Short task 1 » In the text on fuel-economy driving, what mileage was reached on the 100-mile section over the Berkshires with a full charge?
Short task 2 » Continue the text on fuel-economy driving and the Tour de Sol from where it stops.

Document section »
— Begin —

It is important to realize that by using what is called Pulse and Glide techniques which involve rather slow speed driving, and a lot of pure engine off coasting that MPG numbers greater than what I am demonstrating can be achieved. It is possible under favorable road conditions to have the motor on to off ratio be as much as 4:1 A great fuel saver when the conditions are right.The down side, the speed is always varying, and it cannot be safely used when in traffic, without effecting the MPG of the other drivers.

I like 55-65 MPH on the highway, and 35-40 on secondary 45 mph speed limit roads.
Any comparison of pure MPG numbers will be quite misleading if the average speed is not considered.

Tour de sol
The course was 200 miles of hilly terrain with a long highway section. My booster batteries and dc/dc converter were functional, but I burned out my charger, so I started the long trek with less than a full charge. The charge was totally depleted in about 30-45 minutes, so the remainder of the race was with no boost but with 300 lbs of batteries. I only got 78.2 MPG on that leg of the race.
I got 92.5 MPG on the drive in 100 mile section (over the Berkshires) with a full charge.
Wayne was the champ, using his P&G techniques to fullest advantage under some nasty conditions.

After the event, I completely rebuilt the 5th wheel which at that time only had a 1/4 HP wheel chair motor, and cleaned up the wiring and other systems. I can now charge the booster batteries from solar or from the power grid.

— End —

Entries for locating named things

— Begin —

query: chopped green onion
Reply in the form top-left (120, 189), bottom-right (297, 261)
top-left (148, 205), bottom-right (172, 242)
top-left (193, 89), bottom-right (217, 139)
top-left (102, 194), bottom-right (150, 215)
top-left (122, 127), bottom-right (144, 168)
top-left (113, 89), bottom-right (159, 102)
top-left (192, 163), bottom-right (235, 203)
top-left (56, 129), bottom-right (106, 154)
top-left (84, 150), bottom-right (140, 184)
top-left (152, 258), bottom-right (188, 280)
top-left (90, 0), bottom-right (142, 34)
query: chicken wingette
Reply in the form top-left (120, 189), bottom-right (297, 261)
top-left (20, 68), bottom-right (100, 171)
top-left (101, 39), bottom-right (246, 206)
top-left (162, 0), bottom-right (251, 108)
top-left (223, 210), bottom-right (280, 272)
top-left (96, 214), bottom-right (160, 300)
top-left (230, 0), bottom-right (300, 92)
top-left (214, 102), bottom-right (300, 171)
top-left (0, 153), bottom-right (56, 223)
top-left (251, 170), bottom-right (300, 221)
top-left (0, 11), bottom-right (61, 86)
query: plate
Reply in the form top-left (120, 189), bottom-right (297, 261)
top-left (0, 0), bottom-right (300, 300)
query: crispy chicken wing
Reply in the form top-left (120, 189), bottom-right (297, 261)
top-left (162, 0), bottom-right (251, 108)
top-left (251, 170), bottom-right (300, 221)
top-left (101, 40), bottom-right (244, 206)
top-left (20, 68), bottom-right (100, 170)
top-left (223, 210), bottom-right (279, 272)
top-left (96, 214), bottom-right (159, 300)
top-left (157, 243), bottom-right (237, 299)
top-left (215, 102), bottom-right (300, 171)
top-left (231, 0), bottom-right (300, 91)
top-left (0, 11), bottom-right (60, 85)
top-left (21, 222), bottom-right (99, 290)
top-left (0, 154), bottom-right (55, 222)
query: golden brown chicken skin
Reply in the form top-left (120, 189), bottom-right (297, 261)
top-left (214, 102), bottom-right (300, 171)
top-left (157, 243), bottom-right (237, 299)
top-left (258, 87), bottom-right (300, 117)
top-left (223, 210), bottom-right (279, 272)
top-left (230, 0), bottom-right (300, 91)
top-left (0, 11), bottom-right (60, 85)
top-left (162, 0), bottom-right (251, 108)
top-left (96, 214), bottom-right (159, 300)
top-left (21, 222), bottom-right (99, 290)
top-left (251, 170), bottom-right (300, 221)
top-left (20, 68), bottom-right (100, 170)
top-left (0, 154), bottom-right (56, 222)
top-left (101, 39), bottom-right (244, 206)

— End —

Task output 1 » 92.5 MPG.

Task output 2 »
Midwest Hybrid festival
Drove out to Madison, and thanks to Johnson Controls I was able to borrow 4 Optima yellow top batteries. They were fully charged, and the 5th wheel was fully functional.
The 20 mile course was perfect for pulse and glide, and low speed driving, but I decided to keep to my plan of driving at more or less the normal speed for the roads. At this point in the cars development, I had very limited experience with the system, so I was learning as I drove. I got lost several times, and had to recover, so my times and MPG could have been better. I scored 121.7MPG for the course.

Ipswich Green car festival
The weekend following my return from Madison gave me another opportunity to test my system. The MPG challenge was 23 miles of typical New England roads, including a short section of I-95. Again I got lost, but was able to pull in a 122.6 MPG for the course.
As I gain experience, I expect to be seeing even higher numbers in the near future.
The Ewheel was not used for either of the two races, as the cooling system had not been finished. Can't wait for next years compititions.